§ **Extrait fourni**:

MARX, LE CAPITAL ET LA MÉTHODE DIALECTIQUE

Encarna Ruiz Galacho

Dans la diffusion de la lecture de Das Kapital, favorisée par la crise capitaliste actuelle, la publication du livre du professeur Diego Guerrero, Un résumé complet de Le Capital de Marx, (Madrid, Maia, 2008) occupe une place exceptionnelle. D'une part, en raison de son importance pour la diffusion de la plus grande œuvre de Karl Marx (Trèves 1818 - Londres 1883) et, d'autre part, parce que, contrairement aux résumés qui ont été produits depuis l'époque de Marx, et qui sont nombreux, il ne se limite pas au livre I (1867), qui a été, comme on le sait, le seul à avoir été publié du vivant de Marx. Parmi ces résumés figure celui, émouvant pour ainsi dire, de l'anarchiste italien Carlo Cafiero (1878), qui, sous le titre Le capital à la portée de tous, a été réédité en Espagne en 1977.

Contrairement aux résumés existants, l'effort de Diego Guerrero a été complet, puisqu'il s'agit ni plus ni moins d'une synthèse des trois volumes du Capital, qui, comme il le souligne à juste titre, constitue sans aucun doute une "nouveauté absolue" :

il est très louable de convertir une œuvre monumentale en un livre de poche, de sorte que personne ne puisse s'échapper en prétendant qu'il ne peut pas faire face au tome. Outre la synthèse elle-même, ceux qui souhaitent en savoir plus sur le sujet l'ont à portée de main, car ce Résumé comprend quatre annexes d'un grand intérêt pour contextualiser et aider l'étude. Il s'agit de : "Le parcours de Marx jusqu'au Capital (inachevé)", "Résumés précédents du Capital", "Bibliographie sur Marx et le marxisme", et une liste exhaustive de "revues marxistes et autres ressources Internet". Tout cela constitue, il va sans dire, une démonstration superlative d'érudition et de mise à jour sur le sujet.

§ **Jeu de données**:
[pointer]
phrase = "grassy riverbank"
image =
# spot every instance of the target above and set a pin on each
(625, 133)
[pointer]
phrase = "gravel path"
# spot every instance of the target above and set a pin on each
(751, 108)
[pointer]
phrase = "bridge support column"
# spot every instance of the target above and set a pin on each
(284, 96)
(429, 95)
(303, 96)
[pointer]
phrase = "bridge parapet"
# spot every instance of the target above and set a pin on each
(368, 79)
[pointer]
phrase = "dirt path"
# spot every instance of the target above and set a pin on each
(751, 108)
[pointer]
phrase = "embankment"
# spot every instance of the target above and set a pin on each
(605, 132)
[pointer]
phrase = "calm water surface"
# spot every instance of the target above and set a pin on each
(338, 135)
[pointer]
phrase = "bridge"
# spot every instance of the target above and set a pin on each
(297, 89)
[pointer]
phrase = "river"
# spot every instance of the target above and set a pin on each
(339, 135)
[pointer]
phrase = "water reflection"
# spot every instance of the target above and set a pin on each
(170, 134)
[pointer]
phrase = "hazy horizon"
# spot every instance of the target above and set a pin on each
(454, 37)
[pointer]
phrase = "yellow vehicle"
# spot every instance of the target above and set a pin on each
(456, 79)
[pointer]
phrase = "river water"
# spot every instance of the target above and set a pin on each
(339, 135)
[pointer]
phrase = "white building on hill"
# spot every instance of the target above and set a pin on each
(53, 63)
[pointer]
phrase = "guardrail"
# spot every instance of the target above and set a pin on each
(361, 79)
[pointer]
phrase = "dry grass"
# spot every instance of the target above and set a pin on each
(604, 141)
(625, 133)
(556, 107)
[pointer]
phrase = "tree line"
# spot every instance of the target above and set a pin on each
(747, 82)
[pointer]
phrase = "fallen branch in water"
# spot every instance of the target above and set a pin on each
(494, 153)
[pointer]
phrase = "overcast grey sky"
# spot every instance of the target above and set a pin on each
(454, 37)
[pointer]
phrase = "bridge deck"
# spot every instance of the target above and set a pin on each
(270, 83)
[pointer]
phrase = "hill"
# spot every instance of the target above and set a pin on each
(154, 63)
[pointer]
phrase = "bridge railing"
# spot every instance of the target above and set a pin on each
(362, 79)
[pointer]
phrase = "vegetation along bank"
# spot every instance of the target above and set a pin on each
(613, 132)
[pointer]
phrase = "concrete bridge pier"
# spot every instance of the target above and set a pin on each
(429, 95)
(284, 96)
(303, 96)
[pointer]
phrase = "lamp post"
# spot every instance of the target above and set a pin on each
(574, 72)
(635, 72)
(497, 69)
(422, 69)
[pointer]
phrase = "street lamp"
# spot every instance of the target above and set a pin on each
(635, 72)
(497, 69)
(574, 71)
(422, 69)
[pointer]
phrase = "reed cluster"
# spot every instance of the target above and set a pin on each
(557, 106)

§ **Exercices**:
1. D'après l'extrait fourni, sous quel titre le résumé de Carlo Cafiero a-t-il été réédité en Espagne en 1977 ?
2. Recopiez le passage de l'extrait fourni qui commence par « il est très » et se poursuit jusqu'à « sur le sujet. ».
3. Relevez les intitulés de toutes les annexes du *Résumé* de Diego Guerrero cités dans l'extrait fourni.

§ **Corrigé**:
1. Sous le titre *Le capital à la portée de tous*.

2.
il est très louable de convertir une œuvre monumentale en un livre de poche, de sorte que personne ne puisse s'échapper en prétendant qu'il ne peut pas faire face au tome. Outre la synthèse elle-même, ceux qui souhaitent en savoir plus sur le sujet l'ont à portée de main, car ce Résumé comprend quatre annexes d'un grand intérêt pour contextualiser et aider l'étude. Il s'agit de : "Le parcours de Marx jusqu'au Capital (inachevé)", "Résumés précédents du Capital", "Bibliographie sur Marx et le marxisme", et une liste exhaustive de "revues marxistes et autres ressources Internet". Tout cela constitue, il va sans dire, une démonstration superlative d'érudition et de mise à jour sur le sujet.

3.
- « Le parcours de Marx jusqu'au Capital (inachevé) »
- « Résumés précédents du Capital »
- « Bibliographie sur Marx et le marxisme »
- « revues marxistes et autres ressources Internet »